Task prompt: Please filter the entries for the word "below" and copy every line that has it.
_____
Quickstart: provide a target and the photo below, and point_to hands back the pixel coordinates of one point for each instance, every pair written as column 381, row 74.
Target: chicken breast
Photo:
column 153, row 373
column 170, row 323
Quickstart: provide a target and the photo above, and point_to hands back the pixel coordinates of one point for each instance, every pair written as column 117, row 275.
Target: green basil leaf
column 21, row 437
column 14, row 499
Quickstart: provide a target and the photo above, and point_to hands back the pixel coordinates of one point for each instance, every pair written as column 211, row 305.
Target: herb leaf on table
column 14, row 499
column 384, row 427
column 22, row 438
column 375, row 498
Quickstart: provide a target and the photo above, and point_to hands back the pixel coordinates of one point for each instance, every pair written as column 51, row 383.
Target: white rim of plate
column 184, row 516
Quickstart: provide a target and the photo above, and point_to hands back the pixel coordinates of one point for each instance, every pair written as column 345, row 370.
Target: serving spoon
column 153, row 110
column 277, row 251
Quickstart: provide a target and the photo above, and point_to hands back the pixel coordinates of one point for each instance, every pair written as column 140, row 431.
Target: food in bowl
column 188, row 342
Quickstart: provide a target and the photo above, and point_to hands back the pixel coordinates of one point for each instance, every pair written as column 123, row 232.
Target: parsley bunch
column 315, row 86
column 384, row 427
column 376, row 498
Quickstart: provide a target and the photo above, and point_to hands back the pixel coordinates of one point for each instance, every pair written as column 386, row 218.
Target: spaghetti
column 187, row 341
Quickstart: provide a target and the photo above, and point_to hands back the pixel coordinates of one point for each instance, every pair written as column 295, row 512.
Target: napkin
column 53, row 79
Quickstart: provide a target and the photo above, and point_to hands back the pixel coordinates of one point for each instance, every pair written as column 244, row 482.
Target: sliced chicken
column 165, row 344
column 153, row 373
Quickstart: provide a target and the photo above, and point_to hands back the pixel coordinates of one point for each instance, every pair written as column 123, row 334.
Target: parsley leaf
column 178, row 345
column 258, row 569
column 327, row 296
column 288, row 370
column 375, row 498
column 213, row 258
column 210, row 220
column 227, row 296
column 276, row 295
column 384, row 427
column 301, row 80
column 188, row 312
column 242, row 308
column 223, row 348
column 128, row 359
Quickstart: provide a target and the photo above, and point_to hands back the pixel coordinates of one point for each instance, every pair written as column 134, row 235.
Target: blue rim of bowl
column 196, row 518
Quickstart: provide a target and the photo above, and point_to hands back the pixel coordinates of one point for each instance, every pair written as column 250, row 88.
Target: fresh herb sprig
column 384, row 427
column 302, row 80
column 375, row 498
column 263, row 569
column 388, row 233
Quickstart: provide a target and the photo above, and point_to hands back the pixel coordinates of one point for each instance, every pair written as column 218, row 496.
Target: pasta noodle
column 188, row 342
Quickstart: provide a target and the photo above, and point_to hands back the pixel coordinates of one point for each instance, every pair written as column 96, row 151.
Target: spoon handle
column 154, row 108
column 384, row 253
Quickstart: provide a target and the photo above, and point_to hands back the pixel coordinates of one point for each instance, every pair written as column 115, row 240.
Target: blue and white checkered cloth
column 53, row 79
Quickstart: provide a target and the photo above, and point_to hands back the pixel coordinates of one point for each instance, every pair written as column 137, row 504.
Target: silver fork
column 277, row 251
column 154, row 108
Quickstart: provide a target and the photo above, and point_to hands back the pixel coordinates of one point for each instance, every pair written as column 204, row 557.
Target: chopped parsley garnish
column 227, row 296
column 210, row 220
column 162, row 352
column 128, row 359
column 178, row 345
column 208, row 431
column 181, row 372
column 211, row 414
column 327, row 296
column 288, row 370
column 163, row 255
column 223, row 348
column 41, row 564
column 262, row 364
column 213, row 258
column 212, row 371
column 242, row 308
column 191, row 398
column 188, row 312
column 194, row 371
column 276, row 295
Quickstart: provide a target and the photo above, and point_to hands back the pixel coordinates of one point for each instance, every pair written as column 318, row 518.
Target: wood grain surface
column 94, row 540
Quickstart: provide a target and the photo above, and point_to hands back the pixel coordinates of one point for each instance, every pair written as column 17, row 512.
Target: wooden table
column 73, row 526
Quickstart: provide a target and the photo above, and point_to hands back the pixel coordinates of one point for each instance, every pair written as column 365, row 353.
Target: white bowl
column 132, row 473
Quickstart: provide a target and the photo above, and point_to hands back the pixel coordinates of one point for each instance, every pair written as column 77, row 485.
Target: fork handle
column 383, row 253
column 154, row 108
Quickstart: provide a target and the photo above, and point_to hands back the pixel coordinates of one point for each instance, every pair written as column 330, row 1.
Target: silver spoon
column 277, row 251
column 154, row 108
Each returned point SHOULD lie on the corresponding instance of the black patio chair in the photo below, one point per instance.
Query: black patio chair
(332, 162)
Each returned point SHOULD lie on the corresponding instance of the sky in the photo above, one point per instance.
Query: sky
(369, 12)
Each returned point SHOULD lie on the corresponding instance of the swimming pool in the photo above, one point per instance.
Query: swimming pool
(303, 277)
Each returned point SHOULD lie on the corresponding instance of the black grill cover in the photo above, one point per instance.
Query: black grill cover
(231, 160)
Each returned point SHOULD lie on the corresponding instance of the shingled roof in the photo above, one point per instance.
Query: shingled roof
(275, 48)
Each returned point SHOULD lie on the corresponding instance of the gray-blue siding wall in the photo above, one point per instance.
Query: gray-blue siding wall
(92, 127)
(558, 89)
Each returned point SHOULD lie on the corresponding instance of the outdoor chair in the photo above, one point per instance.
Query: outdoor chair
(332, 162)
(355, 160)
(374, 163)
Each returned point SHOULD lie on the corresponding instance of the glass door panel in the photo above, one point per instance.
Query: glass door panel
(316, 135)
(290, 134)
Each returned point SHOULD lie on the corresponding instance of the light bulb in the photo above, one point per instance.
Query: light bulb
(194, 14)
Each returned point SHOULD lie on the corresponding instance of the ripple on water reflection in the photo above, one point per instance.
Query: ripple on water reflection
_____
Exercise result:
Quickstart: provide a target and the photo below, and point_to hands back the pixel coordinates of one point for each instance, every pair written as column 381, row 74.
Each returned point SHOULD lie on the corresponding instance of the black patio chair in the photo below, one point per instance.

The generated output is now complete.